### EXERCISE OBJECTIVE
Search the entries below for the string "cuff" and copy the lines that hold it.

### THE INPUT
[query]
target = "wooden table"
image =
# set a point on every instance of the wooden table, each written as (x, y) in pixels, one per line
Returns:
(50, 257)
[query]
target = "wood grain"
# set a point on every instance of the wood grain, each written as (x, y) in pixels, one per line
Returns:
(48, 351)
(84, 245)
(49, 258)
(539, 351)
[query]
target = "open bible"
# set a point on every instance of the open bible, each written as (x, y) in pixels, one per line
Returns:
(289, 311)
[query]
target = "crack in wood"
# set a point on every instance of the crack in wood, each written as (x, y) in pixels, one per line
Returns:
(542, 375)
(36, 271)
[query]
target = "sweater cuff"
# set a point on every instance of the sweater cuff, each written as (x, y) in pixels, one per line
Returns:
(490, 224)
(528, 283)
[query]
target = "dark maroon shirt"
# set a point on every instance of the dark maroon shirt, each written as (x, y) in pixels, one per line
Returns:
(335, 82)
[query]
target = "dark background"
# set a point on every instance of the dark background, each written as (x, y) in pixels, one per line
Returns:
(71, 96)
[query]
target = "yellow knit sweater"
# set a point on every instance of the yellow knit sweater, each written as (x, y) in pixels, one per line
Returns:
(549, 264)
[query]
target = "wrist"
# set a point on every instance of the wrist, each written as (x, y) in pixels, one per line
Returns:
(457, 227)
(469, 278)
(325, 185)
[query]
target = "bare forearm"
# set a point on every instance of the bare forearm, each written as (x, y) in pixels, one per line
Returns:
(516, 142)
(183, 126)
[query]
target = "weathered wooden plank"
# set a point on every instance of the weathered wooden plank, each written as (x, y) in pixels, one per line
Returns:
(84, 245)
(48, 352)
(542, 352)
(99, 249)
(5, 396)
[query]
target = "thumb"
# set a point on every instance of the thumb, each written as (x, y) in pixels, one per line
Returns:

### RESPONSE
target = "sweater cuff"
# set a point on every instance of the sweater cuff, each written as (x, y) in pixels, one per line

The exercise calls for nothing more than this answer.